◆ **Supplied text**

# # # #

Proof. The equivalence of (1) and (2) follows from Theorem 14.33.1.

Assume (3). By Lemma 14.33.3 we see that $A \to B$ is flat. By Lemma 14.31.8 we see that $k \to \overline{B}$ is formally smooth in the $\mathfrak m_{\overline{B}}$-adic topology. Thus (2) holds.

Assume (2). Lemma 14.31.4 tells us formal smoothness is preserved under completion. The same is true for flatness by Algebra, Lemma 9.93.4. Hence we may replace $A$ and $B$ by their respective completions and assume that $A$ and $B$ are Noetherian complete local rings. In this case choose a diagram $$\xymatrix{ S \ar[r] & B \\ R \ar[u] \ar[r] & A \ar[u] }$$ as in Lemma 14.32.3. We will use all of the properties of this diagram without further mention. Fix a regular system of parameters $t_1, \ldots, t_d$ of $R$ with $t_1 = p$ in case the characteristic of $k$ is $p > 0$. Set $\overline{S} = S \otimes_R k$. Consider the short exact sequence $$0 \to J \to S \to B \to 0$$ Since $B$ is flat over $A$ we see that $J \otimes_R k$ is the kernel of $\overline{S} \to \overline{B}$. As $\overline{B}$ and $\overline{S}$ are regular we see that $J \otimes_R k$ is generated by elements $\overline{x}_1, \ldots, \overline{x}_r$ which form part of a regular system of parameters of $\overline{S}$, see Algebra, Lemma 9.101.4. Lift these elements to $x_1, \ldots, x_r \in J$. Then $t_1, \ldots, t_d, x_1, \ldots, x_r$ is part of a regular system of parameters for $S$. Hence $S/(x_1, \ldots, x_r)$ is a power series ring over a field (if the characteristic of $k$ is zero) or a power series ring over a Cohen ring (if the characteristic of $k$ is $p > 0$), see Lemma 14.32.2. Moreover, it is still the case that $R \to S/(x_1, \ldots, x_r)$ maps $t_1, \ldots, t_d$ to a part of a regular system of parameters of $S/(x_1, \ldots, x_r)$. In other words, we may replace $S$ by $S/(x_1, \ldots, x_r)$ and assume we have a diagram $$\xymatrix{ S \ar[r] & B \\ R \ar[u] \ar[r] & A \ar[u] }$$ as in Lemma 14.32.3 with moreover $\overline{S} = \overline{B}$. In this case the map $$S \otimes_R A \longrightarrow B$$ is an isomorphism as it is surjective and an isomorphism on special fibres, see Algebra, Lemma 9.94.1. Thus by Lemma 14.31.8 it suffices to show that $R \to S$ is formally smooth in the $\mathfrak m_S$-adic topology. Of course, since $\overline{S} = \overline{B}$, we have that $\overline{S}$ is formally smooth over $k = R/\mathfrak m_R$.

# # # #

◆ **Data entries**
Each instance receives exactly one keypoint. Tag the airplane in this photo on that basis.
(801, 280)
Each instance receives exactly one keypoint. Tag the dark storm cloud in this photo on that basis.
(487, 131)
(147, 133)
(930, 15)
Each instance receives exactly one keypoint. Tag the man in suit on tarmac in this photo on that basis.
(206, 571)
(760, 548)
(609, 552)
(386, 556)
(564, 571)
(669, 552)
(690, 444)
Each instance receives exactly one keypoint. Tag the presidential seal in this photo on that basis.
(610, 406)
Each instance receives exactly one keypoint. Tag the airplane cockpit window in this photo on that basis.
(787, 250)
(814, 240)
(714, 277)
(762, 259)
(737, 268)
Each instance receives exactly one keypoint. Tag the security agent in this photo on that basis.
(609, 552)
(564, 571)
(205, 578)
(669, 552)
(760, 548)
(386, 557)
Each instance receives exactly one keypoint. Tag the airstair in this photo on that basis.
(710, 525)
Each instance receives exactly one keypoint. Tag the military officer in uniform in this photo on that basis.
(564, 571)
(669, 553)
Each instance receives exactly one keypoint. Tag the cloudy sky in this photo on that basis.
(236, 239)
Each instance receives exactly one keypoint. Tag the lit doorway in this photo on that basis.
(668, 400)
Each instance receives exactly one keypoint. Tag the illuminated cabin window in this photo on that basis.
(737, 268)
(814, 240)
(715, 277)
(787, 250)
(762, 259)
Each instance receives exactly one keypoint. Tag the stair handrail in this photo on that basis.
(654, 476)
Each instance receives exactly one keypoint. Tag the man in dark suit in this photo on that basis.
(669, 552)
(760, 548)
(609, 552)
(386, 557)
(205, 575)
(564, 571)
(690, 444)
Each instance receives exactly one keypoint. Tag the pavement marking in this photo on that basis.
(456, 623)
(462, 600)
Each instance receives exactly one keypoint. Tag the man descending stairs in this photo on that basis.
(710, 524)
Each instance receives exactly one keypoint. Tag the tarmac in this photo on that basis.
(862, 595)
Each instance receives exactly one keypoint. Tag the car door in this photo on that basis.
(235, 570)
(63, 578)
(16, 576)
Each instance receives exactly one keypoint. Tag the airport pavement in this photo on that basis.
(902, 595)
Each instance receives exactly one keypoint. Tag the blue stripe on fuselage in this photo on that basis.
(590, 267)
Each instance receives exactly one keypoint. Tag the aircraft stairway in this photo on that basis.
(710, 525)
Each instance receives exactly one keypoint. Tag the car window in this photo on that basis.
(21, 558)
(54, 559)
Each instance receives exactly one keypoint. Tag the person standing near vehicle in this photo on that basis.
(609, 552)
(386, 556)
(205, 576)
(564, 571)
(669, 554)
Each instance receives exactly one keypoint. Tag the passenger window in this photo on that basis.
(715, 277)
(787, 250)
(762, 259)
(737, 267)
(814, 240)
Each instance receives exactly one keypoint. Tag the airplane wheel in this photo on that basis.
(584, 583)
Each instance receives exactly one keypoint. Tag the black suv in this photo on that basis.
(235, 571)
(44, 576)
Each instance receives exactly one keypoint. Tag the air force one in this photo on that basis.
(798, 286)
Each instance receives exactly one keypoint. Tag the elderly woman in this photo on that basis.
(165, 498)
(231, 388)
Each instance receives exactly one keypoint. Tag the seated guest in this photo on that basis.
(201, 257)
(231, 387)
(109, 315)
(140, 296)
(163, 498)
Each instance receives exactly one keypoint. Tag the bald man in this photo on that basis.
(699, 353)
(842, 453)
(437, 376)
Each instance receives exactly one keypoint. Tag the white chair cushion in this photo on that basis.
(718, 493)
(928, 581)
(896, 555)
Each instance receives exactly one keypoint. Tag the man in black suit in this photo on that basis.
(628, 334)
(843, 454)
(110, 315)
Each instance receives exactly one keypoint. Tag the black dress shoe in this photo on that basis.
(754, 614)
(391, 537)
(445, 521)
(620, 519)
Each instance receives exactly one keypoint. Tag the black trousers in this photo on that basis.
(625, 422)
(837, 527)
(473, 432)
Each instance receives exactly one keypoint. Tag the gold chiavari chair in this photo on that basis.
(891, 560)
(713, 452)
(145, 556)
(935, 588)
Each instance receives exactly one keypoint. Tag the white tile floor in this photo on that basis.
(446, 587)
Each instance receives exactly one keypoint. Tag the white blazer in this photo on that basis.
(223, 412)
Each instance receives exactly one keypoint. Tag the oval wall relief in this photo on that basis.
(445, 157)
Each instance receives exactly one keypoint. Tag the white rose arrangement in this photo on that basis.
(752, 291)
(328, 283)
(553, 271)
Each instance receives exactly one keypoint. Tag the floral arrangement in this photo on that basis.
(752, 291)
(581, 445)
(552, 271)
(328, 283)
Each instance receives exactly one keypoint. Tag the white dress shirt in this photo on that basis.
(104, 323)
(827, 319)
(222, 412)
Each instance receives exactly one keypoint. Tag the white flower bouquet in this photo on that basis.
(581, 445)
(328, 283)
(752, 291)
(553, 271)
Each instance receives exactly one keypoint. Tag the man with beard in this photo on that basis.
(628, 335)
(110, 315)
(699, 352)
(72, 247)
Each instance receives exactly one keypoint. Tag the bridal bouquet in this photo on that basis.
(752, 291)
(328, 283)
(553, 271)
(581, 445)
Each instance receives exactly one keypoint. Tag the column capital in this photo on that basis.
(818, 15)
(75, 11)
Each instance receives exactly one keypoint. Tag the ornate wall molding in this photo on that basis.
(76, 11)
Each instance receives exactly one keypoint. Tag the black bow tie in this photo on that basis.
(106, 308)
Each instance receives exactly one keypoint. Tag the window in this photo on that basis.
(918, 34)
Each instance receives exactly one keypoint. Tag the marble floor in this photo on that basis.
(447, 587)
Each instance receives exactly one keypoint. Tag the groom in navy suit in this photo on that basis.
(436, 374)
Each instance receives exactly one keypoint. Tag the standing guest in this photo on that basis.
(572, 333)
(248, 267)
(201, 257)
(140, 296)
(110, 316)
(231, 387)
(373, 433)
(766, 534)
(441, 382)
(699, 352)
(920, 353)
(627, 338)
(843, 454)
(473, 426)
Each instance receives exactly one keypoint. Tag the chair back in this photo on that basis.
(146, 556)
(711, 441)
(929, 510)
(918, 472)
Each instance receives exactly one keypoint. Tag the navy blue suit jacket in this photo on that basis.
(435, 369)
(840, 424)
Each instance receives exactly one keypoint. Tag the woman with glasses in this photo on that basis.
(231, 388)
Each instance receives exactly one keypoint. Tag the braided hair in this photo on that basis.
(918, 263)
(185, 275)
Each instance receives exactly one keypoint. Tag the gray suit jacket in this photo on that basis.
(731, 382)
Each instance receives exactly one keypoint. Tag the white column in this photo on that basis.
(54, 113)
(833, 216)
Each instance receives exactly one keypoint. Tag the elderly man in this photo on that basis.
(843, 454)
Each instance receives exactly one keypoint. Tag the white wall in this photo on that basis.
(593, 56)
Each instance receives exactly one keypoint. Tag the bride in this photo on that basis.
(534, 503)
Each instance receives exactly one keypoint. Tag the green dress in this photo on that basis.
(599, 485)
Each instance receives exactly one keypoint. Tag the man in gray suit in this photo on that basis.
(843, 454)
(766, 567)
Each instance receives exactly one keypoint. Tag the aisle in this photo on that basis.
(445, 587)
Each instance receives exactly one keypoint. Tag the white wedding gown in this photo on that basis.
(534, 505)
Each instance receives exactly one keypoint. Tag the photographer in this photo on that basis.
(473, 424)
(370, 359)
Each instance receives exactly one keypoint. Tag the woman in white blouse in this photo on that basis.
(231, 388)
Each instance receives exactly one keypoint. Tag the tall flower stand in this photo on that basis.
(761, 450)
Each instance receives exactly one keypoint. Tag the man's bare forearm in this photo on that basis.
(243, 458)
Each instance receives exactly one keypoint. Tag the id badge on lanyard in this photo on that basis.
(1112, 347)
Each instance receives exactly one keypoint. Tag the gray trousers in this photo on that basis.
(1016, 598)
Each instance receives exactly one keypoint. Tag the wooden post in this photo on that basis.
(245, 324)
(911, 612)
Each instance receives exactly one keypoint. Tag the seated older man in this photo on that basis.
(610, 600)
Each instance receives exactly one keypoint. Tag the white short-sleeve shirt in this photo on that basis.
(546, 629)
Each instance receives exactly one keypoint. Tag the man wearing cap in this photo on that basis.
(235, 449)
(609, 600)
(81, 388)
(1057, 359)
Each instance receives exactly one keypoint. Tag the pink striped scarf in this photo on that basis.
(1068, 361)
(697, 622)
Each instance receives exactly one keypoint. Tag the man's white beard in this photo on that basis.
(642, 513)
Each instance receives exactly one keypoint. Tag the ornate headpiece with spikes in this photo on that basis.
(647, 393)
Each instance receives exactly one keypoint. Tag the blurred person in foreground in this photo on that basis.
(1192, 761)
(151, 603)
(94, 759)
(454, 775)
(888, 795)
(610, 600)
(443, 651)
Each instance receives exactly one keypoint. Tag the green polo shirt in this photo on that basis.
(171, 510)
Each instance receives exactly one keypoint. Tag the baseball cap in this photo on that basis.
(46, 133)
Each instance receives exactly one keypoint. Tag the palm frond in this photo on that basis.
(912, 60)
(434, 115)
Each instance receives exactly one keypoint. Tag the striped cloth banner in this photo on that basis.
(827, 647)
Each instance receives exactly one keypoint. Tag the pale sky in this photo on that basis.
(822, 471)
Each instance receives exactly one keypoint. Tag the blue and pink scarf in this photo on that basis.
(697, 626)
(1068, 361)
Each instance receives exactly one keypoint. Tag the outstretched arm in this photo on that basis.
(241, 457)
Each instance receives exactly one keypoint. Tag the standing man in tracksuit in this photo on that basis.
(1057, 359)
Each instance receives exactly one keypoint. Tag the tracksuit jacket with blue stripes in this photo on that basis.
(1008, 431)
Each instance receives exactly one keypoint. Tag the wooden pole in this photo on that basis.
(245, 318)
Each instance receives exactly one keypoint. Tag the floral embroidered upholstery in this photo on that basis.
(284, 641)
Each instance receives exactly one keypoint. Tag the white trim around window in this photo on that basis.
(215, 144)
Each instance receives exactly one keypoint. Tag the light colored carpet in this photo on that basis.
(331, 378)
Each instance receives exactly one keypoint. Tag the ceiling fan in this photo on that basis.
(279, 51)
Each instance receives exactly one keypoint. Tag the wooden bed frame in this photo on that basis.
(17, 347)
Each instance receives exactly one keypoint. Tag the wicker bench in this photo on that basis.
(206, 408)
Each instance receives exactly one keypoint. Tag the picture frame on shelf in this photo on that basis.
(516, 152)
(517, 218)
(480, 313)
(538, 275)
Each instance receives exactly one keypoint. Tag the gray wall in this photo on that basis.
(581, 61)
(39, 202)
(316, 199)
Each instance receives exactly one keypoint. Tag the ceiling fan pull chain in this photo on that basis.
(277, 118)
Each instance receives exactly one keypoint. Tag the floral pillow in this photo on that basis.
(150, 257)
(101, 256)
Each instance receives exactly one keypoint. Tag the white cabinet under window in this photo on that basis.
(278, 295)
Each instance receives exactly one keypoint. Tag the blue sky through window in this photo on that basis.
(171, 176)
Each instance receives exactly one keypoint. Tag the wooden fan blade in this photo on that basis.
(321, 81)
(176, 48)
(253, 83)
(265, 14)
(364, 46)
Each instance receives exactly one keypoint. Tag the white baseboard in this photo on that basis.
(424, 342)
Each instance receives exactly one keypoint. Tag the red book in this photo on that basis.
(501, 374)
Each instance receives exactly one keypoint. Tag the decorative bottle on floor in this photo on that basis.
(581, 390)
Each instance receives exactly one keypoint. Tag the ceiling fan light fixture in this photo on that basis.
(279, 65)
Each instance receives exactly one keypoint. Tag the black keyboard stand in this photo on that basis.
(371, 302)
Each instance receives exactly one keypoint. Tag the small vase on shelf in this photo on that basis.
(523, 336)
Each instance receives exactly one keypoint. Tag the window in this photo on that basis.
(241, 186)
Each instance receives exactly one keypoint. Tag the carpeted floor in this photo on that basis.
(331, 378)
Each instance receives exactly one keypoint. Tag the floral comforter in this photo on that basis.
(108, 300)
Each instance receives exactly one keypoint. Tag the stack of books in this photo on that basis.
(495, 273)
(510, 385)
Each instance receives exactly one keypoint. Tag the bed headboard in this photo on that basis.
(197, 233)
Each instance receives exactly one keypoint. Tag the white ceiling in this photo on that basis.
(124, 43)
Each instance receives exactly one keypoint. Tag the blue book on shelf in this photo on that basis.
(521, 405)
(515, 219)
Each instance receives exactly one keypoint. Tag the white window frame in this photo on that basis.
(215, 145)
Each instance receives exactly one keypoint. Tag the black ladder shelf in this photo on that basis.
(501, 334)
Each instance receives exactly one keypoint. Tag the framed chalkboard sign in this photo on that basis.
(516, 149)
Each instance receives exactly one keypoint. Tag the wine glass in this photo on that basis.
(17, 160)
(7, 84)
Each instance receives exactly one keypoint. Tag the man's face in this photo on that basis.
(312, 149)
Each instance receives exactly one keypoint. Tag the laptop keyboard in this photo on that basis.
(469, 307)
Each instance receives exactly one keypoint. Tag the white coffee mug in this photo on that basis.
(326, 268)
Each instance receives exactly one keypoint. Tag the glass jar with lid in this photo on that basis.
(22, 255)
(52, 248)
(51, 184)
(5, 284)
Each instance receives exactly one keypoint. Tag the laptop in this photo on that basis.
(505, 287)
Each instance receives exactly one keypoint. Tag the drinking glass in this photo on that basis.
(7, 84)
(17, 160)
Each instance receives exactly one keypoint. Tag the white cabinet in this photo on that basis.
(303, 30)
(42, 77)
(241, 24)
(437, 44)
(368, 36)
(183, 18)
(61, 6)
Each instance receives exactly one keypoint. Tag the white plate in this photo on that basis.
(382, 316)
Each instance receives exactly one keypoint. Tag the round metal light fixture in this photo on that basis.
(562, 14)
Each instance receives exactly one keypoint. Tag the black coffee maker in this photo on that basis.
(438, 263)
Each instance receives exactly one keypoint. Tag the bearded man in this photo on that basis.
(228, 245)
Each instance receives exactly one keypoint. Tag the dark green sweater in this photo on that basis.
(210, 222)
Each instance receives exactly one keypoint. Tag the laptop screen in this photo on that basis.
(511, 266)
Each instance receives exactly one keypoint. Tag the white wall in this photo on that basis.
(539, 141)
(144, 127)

# # # #

◆ **Requests**
1. Write out the part of the proof starting with "Assume (3). By" and going on through "Thus (2) holds.".
2. Extract every line of the records that contains the word "trousers".

◆ **Outputs**
1.
Assume (3). By Lemma 14.33.3 we see that $A \to B$ is flat. By Lemma 14.31.8 we see that $k \to \overline{B}$ is formally smooth in the $\mathfrak m_{\overline{B}}$-adic topology. Thus (2) holds.

2.
Each instance receives exactly one keypoint. Tag the black trousers in this photo on that basis.
Each instance receives exactly one keypoint. Tag the gray trousers in this photo on that basis.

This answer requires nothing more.